▼▼▼

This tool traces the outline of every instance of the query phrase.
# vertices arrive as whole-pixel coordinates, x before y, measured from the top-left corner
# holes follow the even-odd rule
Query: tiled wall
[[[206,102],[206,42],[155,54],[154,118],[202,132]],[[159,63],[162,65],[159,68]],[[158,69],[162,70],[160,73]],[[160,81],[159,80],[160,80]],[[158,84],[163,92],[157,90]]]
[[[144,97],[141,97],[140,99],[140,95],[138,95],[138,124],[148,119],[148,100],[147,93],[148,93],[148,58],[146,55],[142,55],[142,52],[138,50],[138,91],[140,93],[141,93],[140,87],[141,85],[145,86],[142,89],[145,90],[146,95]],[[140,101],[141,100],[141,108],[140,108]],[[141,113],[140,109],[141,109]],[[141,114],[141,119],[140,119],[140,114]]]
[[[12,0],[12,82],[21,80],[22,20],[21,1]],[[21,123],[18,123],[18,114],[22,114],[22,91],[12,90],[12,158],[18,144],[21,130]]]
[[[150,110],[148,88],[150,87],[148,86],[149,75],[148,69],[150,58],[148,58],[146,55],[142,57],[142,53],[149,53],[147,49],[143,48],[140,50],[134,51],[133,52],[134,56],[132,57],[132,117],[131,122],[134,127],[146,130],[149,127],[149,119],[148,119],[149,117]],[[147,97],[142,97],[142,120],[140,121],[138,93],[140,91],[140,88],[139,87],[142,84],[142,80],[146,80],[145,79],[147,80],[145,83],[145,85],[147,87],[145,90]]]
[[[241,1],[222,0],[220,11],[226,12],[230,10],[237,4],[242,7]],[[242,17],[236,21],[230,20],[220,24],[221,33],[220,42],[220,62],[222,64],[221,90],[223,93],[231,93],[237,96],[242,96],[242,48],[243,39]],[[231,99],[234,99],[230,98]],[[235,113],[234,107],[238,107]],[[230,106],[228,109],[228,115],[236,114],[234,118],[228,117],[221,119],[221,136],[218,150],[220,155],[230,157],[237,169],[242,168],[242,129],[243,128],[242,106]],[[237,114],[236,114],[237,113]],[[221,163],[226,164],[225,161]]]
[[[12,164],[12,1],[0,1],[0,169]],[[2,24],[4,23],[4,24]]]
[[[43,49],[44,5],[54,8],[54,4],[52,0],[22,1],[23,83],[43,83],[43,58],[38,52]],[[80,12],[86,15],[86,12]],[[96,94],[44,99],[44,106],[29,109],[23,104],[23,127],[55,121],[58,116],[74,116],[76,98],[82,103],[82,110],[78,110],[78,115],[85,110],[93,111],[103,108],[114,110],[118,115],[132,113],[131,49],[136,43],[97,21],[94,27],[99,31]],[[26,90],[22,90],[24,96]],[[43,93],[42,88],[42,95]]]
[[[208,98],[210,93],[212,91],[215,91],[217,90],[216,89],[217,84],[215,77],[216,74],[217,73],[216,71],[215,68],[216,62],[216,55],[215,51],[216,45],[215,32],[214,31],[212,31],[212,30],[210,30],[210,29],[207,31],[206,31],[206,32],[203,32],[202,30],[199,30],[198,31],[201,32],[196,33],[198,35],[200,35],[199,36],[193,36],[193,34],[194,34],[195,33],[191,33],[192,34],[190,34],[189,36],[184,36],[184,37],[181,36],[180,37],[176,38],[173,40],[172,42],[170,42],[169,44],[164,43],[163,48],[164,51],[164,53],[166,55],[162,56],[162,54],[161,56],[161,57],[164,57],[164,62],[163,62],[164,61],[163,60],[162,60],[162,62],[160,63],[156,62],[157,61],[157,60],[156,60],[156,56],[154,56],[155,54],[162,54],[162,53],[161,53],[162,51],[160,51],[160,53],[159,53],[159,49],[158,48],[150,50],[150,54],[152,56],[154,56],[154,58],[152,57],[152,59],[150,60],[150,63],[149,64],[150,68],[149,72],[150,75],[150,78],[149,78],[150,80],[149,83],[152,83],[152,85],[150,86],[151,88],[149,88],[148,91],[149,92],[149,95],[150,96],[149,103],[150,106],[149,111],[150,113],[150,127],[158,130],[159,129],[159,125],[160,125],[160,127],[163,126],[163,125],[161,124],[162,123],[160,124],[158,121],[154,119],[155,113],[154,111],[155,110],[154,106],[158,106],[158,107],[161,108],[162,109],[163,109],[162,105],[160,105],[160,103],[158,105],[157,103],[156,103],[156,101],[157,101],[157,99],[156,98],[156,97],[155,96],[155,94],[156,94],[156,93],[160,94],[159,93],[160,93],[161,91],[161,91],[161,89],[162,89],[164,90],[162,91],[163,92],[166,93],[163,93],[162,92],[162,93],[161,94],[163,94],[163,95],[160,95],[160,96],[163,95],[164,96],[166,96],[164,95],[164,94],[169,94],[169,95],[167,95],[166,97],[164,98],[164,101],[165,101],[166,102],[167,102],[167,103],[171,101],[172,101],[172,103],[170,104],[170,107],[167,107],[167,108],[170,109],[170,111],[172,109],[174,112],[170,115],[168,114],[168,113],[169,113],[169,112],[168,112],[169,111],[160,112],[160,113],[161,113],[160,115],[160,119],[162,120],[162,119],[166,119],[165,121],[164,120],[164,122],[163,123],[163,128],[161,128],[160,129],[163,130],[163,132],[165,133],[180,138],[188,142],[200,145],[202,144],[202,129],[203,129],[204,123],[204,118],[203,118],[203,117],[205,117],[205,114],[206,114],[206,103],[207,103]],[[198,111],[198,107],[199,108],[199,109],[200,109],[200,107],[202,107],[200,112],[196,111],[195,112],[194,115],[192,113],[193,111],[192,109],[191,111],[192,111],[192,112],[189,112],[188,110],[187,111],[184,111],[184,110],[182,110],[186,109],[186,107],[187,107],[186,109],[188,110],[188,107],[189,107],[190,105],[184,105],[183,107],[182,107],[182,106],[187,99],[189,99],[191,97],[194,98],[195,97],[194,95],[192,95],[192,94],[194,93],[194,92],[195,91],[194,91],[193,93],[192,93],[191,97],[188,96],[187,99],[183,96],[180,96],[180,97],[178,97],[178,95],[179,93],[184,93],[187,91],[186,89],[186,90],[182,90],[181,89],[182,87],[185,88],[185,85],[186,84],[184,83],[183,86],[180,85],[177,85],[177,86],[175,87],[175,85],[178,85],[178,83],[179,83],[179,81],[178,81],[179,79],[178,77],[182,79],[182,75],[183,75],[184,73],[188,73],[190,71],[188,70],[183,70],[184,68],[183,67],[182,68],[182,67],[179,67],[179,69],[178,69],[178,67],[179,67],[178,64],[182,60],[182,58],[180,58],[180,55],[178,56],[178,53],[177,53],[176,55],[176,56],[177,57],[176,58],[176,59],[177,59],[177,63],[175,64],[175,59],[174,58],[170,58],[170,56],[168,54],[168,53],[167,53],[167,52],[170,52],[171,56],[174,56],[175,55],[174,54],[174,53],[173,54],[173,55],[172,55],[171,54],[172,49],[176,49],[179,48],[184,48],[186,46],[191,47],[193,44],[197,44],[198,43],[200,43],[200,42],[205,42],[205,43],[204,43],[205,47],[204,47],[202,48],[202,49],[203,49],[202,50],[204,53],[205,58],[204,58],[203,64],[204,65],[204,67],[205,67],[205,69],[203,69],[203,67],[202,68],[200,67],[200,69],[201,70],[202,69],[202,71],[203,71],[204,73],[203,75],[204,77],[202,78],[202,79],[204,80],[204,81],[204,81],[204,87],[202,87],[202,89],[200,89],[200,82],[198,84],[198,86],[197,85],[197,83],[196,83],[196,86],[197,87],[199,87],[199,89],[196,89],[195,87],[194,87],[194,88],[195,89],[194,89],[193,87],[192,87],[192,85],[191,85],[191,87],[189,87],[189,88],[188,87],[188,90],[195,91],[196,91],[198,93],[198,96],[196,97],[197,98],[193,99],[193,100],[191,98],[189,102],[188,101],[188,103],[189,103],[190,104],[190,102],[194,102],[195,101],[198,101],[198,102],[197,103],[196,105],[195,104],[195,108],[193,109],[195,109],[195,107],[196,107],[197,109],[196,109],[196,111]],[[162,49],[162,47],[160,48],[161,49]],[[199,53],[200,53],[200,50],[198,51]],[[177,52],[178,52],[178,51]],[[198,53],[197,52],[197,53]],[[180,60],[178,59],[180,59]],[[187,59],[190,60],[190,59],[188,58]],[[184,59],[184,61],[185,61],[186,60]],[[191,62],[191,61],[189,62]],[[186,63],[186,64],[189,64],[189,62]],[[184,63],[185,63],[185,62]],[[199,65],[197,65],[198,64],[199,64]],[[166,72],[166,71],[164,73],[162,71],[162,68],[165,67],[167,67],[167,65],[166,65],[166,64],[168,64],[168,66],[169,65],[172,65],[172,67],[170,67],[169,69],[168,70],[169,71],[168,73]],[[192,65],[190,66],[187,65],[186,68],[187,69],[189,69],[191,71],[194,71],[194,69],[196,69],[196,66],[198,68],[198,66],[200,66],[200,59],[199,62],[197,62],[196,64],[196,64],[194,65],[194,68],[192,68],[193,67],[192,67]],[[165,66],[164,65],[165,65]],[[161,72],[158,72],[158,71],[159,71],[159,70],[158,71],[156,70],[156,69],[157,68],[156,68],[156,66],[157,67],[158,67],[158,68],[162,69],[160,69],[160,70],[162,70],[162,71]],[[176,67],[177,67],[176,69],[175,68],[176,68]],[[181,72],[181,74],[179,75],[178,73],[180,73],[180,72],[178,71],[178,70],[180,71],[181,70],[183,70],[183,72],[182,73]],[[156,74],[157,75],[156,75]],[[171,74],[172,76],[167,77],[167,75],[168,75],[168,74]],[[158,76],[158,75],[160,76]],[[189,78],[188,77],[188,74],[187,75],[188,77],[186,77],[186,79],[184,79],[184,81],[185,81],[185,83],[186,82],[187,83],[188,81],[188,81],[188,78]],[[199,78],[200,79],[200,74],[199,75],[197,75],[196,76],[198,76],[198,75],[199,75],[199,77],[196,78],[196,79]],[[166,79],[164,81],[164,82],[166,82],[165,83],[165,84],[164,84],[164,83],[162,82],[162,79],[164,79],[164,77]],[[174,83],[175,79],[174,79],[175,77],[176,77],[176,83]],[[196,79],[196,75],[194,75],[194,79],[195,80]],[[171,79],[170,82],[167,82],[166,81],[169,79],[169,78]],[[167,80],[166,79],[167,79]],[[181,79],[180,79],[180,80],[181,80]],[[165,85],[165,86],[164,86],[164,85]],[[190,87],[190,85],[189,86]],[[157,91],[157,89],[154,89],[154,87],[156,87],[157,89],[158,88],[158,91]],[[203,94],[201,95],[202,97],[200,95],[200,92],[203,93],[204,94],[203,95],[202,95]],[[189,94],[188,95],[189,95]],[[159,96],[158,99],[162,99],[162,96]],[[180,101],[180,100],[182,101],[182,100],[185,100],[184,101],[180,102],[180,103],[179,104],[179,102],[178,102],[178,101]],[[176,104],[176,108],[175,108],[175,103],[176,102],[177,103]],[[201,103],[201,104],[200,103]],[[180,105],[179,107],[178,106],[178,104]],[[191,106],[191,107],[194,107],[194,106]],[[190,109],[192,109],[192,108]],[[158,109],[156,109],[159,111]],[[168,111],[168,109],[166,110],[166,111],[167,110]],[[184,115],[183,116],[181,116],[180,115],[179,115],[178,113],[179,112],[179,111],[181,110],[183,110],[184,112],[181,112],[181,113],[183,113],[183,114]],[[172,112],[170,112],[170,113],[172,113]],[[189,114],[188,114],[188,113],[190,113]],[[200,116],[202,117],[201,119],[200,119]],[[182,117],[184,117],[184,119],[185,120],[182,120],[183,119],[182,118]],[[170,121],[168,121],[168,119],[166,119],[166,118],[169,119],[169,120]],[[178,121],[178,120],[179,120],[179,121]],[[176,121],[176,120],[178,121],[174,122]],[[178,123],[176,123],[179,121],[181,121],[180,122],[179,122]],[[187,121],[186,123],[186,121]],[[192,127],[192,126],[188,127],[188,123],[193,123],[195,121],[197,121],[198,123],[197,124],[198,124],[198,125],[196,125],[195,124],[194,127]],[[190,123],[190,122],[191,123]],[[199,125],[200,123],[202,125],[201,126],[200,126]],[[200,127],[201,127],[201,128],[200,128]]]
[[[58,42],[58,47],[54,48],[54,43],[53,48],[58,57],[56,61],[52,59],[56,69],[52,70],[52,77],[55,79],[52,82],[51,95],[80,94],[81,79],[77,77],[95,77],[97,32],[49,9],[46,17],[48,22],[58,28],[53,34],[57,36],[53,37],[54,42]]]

▲▲▲

JOB
How many of the lines above contain the string "arrive", where case counts? Reply with the number only.

OUTPUT BELOW
1